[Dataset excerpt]
================
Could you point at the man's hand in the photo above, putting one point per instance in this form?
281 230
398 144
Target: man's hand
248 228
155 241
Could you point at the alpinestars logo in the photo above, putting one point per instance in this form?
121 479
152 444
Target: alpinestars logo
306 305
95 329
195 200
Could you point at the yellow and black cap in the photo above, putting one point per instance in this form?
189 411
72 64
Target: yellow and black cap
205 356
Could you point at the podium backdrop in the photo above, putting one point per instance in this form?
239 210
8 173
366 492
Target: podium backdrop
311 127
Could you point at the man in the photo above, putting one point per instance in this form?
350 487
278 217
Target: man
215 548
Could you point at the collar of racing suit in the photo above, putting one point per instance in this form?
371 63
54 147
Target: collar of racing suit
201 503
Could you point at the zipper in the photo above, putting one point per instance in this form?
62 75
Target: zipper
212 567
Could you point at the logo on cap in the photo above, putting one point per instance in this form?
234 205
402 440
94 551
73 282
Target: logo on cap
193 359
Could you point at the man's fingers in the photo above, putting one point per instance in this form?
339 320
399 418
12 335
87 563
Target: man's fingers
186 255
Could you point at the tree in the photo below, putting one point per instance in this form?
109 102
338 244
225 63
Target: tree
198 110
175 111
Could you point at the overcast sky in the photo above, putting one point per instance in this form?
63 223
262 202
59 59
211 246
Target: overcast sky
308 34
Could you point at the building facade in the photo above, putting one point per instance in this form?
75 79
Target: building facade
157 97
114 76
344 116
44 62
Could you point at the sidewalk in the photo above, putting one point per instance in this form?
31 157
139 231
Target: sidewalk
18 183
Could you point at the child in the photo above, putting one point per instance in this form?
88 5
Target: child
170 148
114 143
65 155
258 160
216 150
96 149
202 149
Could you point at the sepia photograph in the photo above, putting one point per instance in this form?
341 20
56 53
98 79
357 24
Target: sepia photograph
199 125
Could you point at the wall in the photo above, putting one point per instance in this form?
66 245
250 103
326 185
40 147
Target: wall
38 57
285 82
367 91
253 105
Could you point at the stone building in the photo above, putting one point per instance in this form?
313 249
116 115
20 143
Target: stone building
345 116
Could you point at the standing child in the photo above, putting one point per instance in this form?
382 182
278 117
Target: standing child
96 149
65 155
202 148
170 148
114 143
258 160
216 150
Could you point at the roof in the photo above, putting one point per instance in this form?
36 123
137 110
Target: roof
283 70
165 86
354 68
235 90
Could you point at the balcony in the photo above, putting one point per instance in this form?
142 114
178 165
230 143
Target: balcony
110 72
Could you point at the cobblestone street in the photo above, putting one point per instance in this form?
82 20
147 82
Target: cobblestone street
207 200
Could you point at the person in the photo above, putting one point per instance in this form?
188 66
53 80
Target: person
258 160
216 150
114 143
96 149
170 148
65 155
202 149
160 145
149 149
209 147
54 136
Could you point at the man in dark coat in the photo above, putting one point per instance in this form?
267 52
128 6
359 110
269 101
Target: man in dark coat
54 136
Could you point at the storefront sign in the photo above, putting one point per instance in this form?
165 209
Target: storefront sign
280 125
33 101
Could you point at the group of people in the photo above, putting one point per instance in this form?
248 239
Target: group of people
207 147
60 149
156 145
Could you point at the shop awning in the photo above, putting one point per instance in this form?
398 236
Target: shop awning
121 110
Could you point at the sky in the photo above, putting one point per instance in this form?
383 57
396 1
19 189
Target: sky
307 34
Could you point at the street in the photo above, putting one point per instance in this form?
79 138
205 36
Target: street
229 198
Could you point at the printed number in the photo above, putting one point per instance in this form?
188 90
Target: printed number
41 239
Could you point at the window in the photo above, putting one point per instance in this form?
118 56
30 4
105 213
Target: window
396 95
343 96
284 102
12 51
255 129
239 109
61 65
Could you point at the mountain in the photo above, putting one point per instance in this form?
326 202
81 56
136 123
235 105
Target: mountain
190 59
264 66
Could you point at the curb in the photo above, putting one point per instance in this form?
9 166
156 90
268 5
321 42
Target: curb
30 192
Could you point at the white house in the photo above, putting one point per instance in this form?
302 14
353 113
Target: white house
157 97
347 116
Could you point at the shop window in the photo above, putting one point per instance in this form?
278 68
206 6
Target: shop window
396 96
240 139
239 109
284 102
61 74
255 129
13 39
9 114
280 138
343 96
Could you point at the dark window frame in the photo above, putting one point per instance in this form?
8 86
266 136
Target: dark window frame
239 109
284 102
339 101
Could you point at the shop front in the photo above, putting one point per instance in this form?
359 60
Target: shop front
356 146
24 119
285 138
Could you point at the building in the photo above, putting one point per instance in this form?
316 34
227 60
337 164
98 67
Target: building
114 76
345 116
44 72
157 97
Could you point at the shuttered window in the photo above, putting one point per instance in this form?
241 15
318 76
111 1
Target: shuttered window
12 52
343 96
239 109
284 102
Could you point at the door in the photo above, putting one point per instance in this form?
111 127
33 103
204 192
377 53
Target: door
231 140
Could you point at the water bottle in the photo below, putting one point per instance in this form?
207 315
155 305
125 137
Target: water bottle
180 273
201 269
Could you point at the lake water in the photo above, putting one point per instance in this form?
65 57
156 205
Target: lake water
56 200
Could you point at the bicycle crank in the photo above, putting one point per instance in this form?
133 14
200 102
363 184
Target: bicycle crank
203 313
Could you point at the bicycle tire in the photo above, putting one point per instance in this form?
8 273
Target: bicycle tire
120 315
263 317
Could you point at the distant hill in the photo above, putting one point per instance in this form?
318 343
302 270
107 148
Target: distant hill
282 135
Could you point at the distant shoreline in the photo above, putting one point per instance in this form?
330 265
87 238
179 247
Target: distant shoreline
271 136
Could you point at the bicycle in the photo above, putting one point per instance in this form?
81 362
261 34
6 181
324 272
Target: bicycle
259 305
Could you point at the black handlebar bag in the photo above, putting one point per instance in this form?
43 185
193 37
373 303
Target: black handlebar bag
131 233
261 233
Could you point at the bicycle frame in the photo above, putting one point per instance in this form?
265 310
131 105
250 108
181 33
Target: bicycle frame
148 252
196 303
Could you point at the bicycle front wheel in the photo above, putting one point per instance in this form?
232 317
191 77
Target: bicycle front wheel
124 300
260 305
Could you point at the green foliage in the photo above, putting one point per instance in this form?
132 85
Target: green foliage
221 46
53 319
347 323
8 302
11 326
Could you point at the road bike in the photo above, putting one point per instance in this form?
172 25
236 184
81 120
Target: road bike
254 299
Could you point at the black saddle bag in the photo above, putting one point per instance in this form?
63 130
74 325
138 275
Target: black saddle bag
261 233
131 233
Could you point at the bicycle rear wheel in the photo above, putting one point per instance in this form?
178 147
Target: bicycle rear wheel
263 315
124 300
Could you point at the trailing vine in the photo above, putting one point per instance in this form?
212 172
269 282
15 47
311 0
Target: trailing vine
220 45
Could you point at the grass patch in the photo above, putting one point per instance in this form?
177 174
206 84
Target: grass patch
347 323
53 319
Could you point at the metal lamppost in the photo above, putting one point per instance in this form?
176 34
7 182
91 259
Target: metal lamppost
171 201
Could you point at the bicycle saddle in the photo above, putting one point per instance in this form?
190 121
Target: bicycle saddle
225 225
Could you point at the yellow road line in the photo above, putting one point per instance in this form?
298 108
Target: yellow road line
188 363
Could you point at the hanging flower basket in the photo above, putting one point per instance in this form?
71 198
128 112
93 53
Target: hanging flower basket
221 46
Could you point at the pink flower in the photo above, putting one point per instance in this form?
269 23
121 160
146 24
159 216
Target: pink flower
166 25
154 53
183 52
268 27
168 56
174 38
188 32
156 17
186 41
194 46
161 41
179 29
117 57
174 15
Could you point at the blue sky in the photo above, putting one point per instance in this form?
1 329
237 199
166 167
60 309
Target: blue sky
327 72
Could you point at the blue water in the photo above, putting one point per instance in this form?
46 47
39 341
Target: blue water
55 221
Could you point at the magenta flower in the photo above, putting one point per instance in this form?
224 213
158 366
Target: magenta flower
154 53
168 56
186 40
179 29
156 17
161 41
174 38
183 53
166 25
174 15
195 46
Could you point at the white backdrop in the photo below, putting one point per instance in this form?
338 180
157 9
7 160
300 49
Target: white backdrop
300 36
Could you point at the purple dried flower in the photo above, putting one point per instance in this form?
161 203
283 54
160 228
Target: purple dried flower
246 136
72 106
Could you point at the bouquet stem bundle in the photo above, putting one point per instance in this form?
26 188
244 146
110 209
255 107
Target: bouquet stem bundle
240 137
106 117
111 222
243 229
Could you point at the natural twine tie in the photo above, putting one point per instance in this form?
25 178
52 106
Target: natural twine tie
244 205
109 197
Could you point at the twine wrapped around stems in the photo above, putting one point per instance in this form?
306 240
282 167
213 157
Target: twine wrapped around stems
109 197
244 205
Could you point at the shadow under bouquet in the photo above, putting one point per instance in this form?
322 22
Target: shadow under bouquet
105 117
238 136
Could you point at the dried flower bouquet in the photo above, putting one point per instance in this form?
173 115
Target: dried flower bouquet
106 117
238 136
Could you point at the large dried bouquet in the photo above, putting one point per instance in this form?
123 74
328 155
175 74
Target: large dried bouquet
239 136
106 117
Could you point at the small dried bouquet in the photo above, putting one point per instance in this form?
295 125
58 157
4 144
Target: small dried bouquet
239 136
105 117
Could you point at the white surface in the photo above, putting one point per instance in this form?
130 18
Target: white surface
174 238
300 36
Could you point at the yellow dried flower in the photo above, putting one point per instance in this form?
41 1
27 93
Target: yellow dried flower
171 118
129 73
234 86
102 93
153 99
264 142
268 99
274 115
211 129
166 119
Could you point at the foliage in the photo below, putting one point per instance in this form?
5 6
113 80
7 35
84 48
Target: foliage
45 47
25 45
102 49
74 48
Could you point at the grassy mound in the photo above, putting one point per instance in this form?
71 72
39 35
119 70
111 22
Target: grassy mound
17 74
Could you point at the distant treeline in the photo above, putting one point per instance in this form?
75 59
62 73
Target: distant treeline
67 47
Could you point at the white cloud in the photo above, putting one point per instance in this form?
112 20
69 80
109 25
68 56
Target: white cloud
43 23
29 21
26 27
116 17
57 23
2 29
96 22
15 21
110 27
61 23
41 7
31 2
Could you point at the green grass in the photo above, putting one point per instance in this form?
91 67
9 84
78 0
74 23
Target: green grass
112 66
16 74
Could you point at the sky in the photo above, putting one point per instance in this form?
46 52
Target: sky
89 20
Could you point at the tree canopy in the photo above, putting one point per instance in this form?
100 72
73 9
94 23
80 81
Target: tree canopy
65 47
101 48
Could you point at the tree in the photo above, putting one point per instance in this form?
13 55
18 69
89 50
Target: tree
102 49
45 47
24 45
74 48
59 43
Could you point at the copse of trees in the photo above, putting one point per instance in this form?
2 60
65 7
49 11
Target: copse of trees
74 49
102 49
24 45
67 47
================
WRITTEN TASK
Return only the lines running from the line with "Could you point at the foliage" to the last line of the records, both included, exactly as written.

RESPONSE FOR THIS EXERCISE
Could you point at the foliage in the photo below, putting one point per instance in this form?
5 6
113 80
7 35
84 48
Target: foliage
45 47
25 45
102 49
74 48
Could you point at the grassy mound in the photo above, putting one point per instance in this form?
71 72
39 35
119 70
111 22
Target: grassy mound
17 74
Could you point at the distant treeline in the photo above, putting one point per instance in this form?
75 59
62 73
Target: distant treeline
67 47
Could you point at the white cloud in the photo above, putting one point per instance in this form?
112 20
69 80
109 25
68 56
Target: white cloud
43 23
29 21
26 27
116 17
57 23
2 29
96 22
15 21
110 27
61 23
41 7
31 2
Could you point at the green grass in the photo above, putting one point per instance in this form?
91 67
9 84
78 0
74 23
Target: green grass
112 66
16 74
Could you point at the sky in the photo above, putting one point per instance in this form?
46 52
Target: sky
89 20
Could you point at the tree canopy in the photo above, putting one point per instance in this form?
100 72
73 9
94 23
80 81
Target: tree canopy
65 47
101 48
Could you point at the tree in the photo above, putting one point per instance in this form?
13 55
18 69
89 50
Target: tree
102 49
45 47
24 45
74 48
59 43
Could you point at the copse of trees in the photo above, putting one point per instance in this form?
2 60
65 7
49 11
Target: copse of trees
74 49
102 49
24 45
67 47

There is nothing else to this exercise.